_WHAT NEEDS TO BE DONE:_ Report each line from the records where the string "table" turns up.

_DATASET RECORDS:_
☆ ☆ ☆ ☆ ☆ ☆ ☆
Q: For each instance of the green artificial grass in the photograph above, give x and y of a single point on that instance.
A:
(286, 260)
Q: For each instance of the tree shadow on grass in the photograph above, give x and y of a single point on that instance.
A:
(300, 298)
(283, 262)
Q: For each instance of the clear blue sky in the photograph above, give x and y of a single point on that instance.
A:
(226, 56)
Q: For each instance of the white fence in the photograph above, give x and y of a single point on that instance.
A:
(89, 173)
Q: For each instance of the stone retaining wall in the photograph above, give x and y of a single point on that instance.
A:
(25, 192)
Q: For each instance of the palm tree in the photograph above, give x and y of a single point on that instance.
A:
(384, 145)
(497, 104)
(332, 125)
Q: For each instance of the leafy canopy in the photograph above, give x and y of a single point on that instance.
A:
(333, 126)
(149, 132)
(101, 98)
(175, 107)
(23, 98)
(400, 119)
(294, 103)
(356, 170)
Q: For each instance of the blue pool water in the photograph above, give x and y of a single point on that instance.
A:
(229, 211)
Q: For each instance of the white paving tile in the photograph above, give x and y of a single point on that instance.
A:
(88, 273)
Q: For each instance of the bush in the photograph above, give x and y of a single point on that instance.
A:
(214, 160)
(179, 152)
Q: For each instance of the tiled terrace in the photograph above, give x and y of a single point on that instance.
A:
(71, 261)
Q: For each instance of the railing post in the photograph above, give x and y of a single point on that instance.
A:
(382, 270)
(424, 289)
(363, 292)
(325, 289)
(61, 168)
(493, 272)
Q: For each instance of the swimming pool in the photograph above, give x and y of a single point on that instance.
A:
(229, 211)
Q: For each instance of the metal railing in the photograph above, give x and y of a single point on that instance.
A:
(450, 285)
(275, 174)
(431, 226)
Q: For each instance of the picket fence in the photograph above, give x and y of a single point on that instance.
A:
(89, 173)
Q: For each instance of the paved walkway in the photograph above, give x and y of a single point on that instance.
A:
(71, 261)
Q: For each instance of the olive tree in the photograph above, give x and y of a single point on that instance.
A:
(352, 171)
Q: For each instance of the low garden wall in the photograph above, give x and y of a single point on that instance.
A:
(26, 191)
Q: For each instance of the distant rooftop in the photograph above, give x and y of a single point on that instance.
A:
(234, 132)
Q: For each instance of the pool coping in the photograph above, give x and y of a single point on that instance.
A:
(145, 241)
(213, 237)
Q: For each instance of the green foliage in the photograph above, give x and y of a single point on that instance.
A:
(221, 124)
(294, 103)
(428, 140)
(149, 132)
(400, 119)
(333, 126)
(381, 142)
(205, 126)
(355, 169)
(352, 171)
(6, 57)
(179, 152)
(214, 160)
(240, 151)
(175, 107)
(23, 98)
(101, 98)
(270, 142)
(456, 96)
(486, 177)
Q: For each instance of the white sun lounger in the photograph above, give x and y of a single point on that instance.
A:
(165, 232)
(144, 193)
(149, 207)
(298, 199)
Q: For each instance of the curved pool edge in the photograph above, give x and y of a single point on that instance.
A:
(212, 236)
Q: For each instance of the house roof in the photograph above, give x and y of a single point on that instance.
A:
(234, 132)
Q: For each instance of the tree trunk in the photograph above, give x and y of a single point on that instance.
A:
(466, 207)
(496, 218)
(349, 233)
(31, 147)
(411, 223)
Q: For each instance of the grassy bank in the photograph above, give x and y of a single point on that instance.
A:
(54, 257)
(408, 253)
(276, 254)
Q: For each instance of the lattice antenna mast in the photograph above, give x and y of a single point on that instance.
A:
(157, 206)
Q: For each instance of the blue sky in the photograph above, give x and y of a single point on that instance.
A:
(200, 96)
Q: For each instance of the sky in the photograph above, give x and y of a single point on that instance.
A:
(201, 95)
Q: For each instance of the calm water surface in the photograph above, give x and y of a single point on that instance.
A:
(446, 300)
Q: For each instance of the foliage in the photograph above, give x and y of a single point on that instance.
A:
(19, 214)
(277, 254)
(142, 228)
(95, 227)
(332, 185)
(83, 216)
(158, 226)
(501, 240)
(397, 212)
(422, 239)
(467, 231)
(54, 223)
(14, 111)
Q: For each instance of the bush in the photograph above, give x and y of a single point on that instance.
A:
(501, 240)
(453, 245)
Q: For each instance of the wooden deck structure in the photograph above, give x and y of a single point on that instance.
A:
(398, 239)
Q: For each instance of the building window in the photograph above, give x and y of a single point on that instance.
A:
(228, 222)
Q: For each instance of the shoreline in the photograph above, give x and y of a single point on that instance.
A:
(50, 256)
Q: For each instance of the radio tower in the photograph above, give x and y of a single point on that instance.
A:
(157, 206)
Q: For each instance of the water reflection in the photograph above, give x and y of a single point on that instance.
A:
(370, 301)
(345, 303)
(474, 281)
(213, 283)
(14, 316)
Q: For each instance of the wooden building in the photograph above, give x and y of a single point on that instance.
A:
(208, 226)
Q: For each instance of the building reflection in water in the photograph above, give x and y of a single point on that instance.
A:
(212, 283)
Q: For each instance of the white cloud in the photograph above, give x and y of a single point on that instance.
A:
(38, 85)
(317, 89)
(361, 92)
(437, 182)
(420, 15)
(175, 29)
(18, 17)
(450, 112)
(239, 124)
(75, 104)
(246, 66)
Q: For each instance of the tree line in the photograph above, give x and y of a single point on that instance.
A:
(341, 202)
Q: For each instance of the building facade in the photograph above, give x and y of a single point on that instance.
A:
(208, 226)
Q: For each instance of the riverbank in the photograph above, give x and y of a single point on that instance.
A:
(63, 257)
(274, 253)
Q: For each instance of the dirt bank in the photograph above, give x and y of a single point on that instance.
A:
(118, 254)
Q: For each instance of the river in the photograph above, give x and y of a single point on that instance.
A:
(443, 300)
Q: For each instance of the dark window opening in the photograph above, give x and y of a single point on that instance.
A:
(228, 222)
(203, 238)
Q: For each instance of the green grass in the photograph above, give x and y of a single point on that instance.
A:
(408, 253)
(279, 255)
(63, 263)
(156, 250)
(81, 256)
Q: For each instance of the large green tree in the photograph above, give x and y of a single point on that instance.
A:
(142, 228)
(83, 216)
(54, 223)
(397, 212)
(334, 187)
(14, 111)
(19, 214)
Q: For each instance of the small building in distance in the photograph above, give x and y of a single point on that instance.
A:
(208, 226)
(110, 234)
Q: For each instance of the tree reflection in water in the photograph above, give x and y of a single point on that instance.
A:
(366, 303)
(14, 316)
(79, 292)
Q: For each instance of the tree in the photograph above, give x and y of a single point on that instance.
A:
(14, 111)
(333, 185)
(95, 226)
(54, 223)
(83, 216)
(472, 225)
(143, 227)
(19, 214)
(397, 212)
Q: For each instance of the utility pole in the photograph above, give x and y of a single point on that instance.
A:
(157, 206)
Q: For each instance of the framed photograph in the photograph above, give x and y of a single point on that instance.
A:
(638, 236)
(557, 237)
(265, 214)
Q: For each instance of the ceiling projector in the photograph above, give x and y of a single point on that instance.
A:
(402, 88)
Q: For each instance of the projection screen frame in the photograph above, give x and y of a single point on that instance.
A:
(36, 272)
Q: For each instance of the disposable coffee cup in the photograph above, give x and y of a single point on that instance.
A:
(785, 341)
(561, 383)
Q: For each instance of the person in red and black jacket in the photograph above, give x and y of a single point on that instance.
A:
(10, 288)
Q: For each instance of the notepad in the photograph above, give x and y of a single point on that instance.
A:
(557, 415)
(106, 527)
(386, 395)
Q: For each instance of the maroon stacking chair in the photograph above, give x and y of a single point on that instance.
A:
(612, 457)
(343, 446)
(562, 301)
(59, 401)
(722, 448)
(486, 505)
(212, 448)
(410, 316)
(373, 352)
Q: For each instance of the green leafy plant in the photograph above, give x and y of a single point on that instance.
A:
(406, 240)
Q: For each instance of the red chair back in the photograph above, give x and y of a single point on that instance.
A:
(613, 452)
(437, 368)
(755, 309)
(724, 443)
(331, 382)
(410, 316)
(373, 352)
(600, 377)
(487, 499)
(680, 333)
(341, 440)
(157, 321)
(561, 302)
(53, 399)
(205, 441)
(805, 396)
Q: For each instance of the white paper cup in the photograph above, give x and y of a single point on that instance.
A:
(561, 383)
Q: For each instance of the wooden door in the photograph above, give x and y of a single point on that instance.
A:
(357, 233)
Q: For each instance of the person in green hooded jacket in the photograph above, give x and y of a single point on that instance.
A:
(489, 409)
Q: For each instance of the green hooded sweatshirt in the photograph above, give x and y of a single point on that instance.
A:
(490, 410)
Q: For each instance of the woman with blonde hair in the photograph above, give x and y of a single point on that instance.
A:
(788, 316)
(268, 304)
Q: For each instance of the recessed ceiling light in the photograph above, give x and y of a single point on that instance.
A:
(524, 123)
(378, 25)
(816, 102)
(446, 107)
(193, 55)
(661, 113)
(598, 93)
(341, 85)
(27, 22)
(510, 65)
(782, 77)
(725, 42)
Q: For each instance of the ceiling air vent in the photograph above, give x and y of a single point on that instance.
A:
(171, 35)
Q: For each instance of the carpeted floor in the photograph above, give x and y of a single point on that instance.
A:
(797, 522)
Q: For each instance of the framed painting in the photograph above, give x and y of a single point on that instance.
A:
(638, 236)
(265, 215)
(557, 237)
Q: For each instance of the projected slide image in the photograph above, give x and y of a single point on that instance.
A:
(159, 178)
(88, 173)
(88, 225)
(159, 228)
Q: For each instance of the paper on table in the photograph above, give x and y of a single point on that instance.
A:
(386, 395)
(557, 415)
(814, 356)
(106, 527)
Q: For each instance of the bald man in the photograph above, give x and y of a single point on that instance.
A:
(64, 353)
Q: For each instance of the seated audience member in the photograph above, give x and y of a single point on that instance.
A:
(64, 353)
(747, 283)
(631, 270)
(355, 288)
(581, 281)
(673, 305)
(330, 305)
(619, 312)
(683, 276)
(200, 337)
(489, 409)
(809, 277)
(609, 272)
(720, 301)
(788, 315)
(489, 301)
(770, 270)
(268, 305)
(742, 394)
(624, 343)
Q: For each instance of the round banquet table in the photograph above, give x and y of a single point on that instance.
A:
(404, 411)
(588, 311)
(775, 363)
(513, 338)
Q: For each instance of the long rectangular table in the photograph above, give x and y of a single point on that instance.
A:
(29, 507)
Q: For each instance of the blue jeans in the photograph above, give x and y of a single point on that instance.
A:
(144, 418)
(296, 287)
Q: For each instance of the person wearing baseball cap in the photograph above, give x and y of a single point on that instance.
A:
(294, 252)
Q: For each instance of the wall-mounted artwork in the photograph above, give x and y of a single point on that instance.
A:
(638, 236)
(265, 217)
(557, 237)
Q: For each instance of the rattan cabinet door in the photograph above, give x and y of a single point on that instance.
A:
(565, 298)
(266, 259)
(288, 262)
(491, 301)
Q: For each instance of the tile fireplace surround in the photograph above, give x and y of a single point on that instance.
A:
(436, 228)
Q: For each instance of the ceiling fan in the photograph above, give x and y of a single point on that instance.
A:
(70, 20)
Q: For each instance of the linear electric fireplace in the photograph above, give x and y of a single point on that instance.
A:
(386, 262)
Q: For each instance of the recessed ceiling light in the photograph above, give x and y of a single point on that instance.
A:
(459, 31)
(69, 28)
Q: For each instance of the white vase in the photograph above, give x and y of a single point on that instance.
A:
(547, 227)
☆ ☆ ☆ ☆ ☆ ☆ ☆
_ANSWER SECTION:_
Q: For each instance of the paper on table in the photograph above, give x and y of a single point on that instance.
Q: For each instance of the round banquet table in the photograph above, give x and y of a single point on that instance.
Q: For each instance of the long rectangular table in the photograph above, give x and y of a single point on that instance.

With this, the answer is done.